Exercise instructions: Produce an exact copy of the lines below, starting at the first and ending with the line containing "<point>350,255</point>".

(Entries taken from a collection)
--------------------------------

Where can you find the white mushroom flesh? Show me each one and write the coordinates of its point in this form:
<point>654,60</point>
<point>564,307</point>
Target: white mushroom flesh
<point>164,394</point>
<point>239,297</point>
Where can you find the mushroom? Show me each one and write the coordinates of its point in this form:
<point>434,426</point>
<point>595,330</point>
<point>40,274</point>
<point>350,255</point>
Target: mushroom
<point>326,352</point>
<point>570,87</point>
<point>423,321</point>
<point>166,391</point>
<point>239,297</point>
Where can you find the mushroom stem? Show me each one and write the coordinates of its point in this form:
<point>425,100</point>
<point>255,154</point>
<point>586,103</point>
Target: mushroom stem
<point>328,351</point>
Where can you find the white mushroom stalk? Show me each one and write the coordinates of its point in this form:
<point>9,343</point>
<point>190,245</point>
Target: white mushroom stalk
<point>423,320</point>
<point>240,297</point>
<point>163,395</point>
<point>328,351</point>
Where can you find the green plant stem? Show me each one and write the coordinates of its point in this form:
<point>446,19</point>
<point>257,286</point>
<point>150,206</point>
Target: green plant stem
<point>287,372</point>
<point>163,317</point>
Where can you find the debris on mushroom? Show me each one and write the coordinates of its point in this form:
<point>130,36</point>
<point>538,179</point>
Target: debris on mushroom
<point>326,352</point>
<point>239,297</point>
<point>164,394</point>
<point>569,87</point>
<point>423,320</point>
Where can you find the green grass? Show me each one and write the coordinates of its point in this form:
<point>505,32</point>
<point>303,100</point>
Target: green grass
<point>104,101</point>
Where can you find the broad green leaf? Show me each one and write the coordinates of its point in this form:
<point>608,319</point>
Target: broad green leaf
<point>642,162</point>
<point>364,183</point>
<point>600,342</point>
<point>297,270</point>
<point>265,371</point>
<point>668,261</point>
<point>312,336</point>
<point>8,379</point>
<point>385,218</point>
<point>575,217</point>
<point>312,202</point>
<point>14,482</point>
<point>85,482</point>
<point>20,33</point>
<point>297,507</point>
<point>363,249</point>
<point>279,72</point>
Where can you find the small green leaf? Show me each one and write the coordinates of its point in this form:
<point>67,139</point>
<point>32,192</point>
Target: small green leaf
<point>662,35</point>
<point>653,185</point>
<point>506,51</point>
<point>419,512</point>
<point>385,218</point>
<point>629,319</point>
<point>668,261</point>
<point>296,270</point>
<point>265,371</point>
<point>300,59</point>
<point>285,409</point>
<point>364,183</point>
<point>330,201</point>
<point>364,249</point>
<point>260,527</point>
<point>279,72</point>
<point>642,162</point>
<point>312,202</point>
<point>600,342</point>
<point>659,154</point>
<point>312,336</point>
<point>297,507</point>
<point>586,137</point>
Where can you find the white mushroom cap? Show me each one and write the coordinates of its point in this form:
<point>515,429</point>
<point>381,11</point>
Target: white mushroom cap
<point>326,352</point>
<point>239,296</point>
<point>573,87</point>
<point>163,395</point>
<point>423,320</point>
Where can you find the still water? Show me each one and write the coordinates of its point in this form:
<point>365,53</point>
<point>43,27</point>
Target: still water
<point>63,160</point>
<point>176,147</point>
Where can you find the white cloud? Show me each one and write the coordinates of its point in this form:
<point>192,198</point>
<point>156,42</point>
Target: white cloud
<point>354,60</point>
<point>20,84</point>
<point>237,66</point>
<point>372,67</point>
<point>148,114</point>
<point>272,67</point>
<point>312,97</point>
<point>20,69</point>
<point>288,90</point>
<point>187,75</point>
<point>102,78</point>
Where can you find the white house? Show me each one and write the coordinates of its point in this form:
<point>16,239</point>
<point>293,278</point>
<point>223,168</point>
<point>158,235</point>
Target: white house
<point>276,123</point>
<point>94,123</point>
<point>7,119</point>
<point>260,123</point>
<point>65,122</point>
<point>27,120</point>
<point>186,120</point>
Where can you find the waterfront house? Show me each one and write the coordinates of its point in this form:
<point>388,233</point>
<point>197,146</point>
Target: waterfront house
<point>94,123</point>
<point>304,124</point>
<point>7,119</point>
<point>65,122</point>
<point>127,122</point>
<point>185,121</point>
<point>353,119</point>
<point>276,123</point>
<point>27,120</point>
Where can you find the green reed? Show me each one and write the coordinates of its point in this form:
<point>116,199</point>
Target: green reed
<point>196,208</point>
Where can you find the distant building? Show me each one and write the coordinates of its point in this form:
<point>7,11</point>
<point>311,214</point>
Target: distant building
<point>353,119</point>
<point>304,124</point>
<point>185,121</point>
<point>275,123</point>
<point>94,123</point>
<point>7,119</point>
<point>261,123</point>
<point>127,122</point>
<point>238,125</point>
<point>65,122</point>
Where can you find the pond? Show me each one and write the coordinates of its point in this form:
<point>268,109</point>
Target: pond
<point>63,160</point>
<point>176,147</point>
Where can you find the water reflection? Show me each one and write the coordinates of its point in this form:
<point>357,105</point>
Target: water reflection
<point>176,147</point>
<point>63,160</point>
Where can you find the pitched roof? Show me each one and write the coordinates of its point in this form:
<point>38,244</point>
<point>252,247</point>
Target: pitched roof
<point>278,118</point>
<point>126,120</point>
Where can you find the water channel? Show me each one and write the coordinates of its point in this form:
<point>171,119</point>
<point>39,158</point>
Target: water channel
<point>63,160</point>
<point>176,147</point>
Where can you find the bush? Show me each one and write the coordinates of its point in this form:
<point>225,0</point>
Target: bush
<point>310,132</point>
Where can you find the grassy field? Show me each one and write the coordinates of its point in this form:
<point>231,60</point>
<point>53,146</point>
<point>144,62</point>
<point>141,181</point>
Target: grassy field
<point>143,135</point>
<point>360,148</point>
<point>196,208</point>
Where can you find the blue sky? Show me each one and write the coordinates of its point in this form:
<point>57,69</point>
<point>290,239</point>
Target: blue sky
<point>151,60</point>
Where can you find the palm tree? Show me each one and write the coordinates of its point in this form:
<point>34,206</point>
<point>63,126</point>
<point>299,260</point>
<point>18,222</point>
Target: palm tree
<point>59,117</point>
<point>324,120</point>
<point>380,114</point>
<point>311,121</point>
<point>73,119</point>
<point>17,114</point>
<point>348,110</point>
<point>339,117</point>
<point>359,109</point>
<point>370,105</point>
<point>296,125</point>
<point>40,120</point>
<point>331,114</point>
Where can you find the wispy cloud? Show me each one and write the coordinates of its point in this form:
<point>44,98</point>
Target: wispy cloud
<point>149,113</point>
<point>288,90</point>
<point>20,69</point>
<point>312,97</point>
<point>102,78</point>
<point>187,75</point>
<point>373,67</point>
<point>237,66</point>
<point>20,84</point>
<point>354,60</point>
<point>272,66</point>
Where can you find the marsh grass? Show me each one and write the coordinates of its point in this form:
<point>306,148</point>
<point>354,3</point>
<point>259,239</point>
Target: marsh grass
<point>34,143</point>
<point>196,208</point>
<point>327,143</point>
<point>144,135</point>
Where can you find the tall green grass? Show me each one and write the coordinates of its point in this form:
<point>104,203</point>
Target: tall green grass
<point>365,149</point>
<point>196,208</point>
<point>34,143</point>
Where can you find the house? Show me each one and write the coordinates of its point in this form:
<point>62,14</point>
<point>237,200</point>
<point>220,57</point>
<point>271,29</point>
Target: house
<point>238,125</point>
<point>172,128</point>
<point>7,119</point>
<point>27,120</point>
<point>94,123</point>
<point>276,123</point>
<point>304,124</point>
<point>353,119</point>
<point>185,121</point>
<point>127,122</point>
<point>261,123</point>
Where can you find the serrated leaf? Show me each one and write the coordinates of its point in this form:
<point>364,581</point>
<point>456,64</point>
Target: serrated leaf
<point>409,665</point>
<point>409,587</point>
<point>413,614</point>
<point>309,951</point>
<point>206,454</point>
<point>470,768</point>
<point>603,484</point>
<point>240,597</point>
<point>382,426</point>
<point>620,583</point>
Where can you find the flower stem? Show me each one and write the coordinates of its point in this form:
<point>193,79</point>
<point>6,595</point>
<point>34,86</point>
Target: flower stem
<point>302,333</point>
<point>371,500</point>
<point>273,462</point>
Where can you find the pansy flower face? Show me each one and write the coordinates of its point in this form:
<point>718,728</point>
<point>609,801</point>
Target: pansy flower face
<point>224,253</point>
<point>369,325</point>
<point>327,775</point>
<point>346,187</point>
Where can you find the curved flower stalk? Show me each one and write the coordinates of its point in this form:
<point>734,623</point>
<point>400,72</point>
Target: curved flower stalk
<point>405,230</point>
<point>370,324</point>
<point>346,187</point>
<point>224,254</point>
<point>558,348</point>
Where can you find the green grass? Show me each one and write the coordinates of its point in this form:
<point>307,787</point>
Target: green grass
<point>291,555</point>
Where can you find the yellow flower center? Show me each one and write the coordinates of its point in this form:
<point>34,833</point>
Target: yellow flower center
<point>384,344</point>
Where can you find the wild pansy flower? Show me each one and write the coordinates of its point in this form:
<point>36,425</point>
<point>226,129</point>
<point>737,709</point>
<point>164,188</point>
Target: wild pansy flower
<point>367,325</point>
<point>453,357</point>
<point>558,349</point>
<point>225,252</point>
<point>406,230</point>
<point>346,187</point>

--------------------------------

Solved exercise:
Where can you find the white mushroom flesh? Show me each one and write the coordinates of its point in this form:
<point>654,60</point>
<point>564,307</point>
Target: white mushroom flesh
<point>164,394</point>
<point>239,297</point>
Where can you find the mushroom? Show me each one and write the coordinates of its point in this form:
<point>434,426</point>
<point>595,330</point>
<point>40,274</point>
<point>350,255</point>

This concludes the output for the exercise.